**ABOUT THIS TASK**
Arrange every line of the entries below as a Markdown table with two columns, Row and Line. Number each row and omit blank lines.

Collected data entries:

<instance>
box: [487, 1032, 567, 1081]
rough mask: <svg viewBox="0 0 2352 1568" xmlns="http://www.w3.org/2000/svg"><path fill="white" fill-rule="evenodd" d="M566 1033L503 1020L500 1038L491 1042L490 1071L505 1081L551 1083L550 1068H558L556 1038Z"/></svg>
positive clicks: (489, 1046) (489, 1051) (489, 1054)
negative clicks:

**RESPONSE TO THIS EXERCISE**
| Row | Line |
|---|---|
| 1 | <instance> |
| 2 | box: [487, 1032, 567, 1081] |
| 3 | rough mask: <svg viewBox="0 0 2352 1568" xmlns="http://www.w3.org/2000/svg"><path fill="white" fill-rule="evenodd" d="M566 1033L503 1020L500 1038L491 1042L490 1071L505 1081L551 1083L550 1068H558L556 1038Z"/></svg> |
| 4 | positive clicks: (489, 1046) (489, 1051) (489, 1054) |
| 5 | negative clicks: |